## INPUT DATA

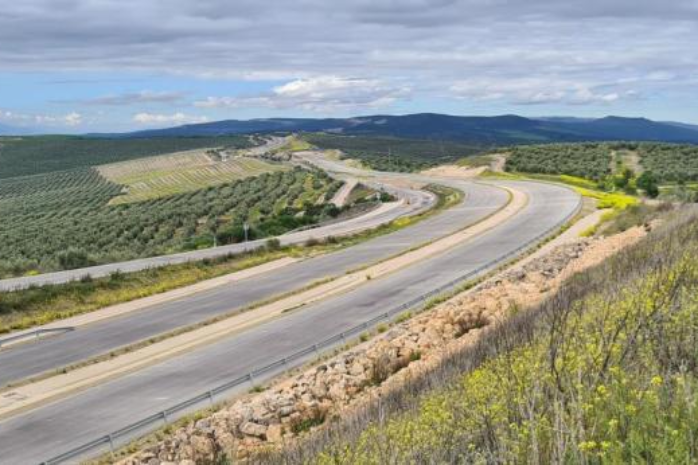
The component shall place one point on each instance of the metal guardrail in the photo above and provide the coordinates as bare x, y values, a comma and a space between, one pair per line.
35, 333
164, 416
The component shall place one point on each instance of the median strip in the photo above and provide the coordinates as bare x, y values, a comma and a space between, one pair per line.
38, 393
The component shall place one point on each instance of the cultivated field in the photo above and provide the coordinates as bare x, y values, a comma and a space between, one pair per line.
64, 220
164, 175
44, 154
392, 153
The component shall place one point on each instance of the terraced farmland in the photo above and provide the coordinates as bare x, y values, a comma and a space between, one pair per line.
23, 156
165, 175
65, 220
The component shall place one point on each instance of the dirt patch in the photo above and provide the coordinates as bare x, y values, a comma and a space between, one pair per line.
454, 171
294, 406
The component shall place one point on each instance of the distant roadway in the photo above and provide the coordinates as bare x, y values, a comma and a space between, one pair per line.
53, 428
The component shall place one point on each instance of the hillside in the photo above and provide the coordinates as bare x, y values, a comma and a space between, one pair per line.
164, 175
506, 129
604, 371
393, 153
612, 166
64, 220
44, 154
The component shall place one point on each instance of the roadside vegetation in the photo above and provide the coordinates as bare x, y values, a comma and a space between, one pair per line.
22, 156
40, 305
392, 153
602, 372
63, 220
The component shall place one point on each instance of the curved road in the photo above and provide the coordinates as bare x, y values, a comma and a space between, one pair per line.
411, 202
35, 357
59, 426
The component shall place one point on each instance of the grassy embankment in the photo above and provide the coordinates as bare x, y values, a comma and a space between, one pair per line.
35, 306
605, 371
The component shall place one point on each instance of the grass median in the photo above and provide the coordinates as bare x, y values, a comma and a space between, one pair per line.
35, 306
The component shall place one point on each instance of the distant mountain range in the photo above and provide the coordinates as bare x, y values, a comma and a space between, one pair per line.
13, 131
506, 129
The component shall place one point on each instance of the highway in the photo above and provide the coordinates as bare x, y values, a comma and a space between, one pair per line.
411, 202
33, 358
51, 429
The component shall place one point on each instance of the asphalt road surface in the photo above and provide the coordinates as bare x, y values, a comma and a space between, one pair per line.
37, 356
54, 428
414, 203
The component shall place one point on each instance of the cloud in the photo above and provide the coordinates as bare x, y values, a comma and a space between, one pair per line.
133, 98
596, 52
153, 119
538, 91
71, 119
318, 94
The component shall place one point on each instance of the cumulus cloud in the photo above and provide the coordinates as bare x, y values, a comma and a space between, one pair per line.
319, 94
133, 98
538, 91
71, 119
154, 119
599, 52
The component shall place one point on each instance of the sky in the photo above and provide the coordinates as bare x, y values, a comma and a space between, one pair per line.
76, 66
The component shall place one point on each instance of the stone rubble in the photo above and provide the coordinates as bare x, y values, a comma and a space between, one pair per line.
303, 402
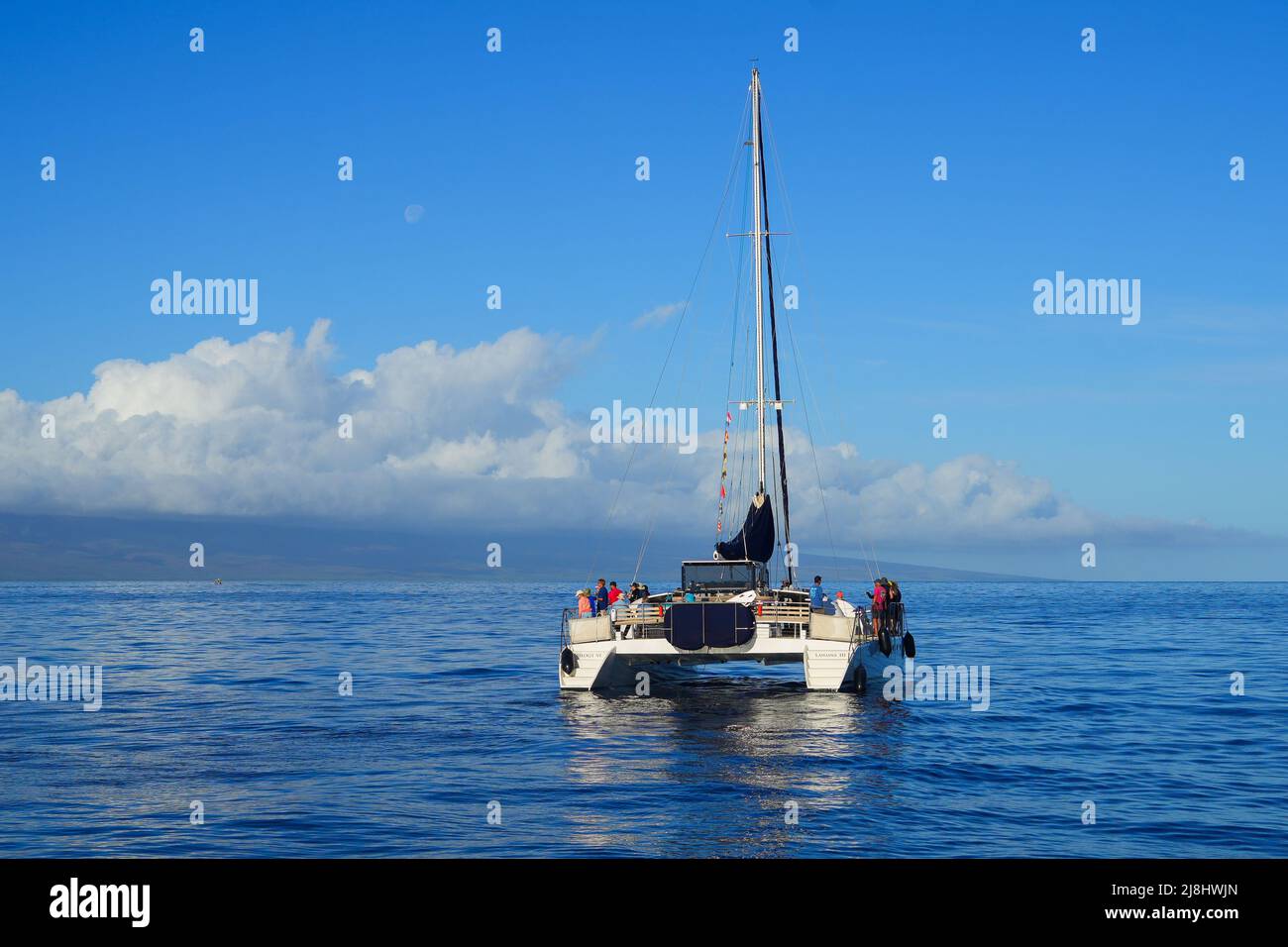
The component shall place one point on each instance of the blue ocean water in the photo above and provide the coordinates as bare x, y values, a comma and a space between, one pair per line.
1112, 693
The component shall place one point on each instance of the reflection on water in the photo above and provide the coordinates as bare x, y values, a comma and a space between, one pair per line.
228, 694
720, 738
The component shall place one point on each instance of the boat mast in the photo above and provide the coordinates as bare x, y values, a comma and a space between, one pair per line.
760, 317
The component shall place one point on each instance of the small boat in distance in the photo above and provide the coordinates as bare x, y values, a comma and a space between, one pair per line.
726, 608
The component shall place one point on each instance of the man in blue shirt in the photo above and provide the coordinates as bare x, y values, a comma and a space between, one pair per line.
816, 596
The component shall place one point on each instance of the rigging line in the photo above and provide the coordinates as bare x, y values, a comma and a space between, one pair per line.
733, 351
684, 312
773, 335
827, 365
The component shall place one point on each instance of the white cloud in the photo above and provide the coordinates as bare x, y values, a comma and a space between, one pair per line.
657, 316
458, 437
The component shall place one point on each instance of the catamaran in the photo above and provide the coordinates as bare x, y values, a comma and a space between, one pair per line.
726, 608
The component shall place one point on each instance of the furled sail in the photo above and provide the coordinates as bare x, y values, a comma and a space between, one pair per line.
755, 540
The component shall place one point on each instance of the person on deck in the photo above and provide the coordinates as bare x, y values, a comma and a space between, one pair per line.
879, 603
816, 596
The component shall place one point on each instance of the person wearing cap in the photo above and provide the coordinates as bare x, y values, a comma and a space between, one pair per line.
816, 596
---
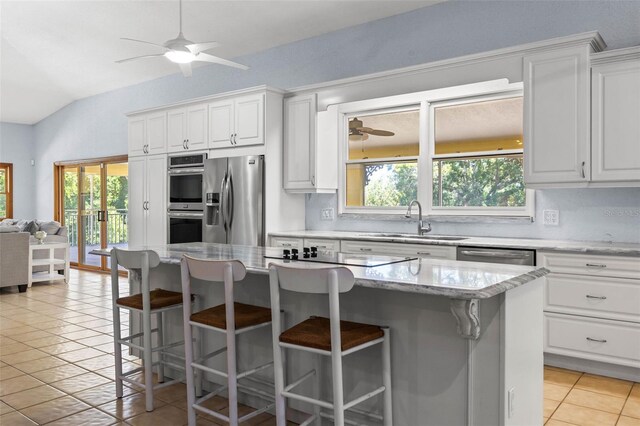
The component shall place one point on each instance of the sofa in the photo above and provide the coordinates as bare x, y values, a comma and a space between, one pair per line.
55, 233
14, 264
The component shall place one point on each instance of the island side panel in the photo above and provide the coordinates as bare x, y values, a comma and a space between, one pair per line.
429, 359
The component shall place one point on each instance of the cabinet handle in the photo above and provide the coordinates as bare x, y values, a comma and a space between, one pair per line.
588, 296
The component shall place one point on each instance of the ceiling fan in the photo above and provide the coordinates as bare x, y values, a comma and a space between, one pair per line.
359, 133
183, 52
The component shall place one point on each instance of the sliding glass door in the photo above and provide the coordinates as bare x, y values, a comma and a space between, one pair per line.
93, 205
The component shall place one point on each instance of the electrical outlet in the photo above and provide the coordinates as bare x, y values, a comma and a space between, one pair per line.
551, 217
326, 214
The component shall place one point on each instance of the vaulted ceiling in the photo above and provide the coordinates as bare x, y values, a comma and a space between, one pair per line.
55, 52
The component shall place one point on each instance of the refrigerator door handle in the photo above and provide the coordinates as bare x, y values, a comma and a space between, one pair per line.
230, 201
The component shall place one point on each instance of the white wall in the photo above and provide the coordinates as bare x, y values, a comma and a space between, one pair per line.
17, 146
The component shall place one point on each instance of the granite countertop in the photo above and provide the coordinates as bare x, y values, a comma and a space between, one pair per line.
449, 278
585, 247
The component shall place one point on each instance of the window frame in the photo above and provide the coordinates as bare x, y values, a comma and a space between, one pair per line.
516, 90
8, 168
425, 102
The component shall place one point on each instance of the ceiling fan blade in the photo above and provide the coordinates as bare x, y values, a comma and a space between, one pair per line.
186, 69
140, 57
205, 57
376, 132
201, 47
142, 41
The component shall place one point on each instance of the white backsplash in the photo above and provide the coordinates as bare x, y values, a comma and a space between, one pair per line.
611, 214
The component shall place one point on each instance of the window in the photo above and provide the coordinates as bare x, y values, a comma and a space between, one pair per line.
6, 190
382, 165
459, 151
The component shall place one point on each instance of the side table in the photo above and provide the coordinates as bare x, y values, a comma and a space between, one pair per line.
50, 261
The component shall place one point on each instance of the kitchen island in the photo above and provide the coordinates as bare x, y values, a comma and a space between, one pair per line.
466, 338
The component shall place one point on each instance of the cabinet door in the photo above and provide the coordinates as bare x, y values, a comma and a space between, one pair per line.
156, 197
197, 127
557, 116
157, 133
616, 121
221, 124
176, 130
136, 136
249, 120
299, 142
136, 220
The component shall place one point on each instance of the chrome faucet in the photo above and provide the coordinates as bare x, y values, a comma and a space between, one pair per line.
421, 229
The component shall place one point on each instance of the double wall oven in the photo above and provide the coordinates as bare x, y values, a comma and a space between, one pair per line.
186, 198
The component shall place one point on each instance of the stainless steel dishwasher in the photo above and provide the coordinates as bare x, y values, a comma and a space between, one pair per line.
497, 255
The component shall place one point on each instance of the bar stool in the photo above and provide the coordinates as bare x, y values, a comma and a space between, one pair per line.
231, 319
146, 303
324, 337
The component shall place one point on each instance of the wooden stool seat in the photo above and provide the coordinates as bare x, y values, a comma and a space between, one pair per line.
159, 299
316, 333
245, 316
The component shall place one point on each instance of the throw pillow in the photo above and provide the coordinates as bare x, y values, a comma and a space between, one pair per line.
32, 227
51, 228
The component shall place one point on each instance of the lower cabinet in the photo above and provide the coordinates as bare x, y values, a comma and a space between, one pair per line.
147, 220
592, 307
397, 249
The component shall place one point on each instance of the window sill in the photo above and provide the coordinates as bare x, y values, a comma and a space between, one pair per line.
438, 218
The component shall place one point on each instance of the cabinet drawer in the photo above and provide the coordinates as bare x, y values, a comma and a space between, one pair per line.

## YOUR OBJECTIVE
Rewrite the items starting at the line that contains "of the double" and ending at the line that contains "the cabinet drawer", with "bar stool" replaced by "counter stool" and all else unchanged.

## COMPLETE OUTPUT
The component shall place one point on each instance of the double wall oven in the photo above and provide the coordinates as bare x, y values, a comma and a space between, one pair per line.
186, 198
The component shall place one point on each instance of the stainless steel dishwasher in the photo above and provide the coordinates as bare x, y values, a comma and a space between, one pair per line.
497, 255
The component shall place one point on each instance of the counter stool in the photo above and provide the coordinates as bare x, y values, a comma and a space between, one pair per line.
231, 319
146, 303
324, 337
The component shall place one point on each instance of the wooden stool seat in the photo above and provide the coordinates as bare x, y values, a comma and a space between, one pair per line.
159, 299
316, 333
245, 316
The component shall place one point on each instance of the throw pillow in the photo above and provide the coordinates as bare x, y values, a comma and a space between, one pair per line.
32, 227
51, 228
The component shall place one point on each instance of the lower cabinet in the photo above and provide the coordinates as bare x, y values, a comma and a space between, one pair per line.
147, 220
592, 307
397, 249
The component shall place one point on each instance of the window sill in the photo above and provide the coordinates as bare x, y values, a comma and a space between, one pair per line.
438, 218
The component shall place one point on each instance of the cabinet drawer in the photo above and provide the coordinates as bare x, y values, a comma and a space between, one pair per line.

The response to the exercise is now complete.